— Record extracts —
== == ==

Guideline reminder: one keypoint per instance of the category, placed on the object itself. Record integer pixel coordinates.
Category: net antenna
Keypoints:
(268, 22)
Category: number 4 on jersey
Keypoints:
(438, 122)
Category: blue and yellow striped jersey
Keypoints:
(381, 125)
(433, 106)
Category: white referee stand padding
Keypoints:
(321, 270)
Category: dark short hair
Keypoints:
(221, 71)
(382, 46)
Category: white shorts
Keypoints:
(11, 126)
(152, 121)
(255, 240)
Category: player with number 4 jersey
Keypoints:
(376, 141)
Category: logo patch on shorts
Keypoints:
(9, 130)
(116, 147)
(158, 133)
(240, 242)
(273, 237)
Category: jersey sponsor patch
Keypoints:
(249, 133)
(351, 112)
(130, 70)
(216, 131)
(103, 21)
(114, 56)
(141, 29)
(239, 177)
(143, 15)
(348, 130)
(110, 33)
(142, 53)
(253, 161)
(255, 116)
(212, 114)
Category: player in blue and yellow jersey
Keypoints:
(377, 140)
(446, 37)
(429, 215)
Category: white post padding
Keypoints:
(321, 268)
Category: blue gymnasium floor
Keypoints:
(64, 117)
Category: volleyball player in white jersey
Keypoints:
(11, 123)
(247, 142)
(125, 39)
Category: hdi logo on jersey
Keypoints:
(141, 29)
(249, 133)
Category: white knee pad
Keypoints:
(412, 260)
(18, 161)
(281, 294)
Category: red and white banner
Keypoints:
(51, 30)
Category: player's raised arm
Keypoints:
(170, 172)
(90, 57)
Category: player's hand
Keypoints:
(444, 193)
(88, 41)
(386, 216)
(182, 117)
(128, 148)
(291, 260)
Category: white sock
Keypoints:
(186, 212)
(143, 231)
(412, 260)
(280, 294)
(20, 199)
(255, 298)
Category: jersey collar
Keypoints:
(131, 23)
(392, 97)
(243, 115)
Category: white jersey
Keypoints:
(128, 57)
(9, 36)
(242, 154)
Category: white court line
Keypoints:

== == ==

— Exercise directions —
Output, please, only the lines running from the start of the entries through the line that contains "Category: blue and yellow striped jersey", including both of those lines.

— Problem solution —
Guideline reminder: one keypoint per instance of the category, placed on the object itself. Record integer pixel coordinates.
Category: net antenna
Keypoints:
(268, 22)
Category: number 4 on jersey
Keypoints:
(438, 122)
Category: blue and yellow striped jersey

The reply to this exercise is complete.